======== Entries ========

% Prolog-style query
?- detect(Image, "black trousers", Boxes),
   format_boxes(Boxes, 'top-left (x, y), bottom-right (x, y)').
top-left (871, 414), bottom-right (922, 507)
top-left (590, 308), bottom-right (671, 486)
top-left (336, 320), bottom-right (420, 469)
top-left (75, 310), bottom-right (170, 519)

========

= Your task =
Copy the material above line for line, with no changes.

= Worked answer =
% Prolog-style query
?- detect(Image, "black trousers", Boxes),
   format_boxes(Boxes, 'top-left (x, y), bottom-right (x, y)').
top-left (871, 414), bottom-right (922, 507)
top-left (590, 308), bottom-right (671, 486)
top-left (336, 320), bottom-right (420, 469)
top-left (75, 310), bottom-right (170, 519)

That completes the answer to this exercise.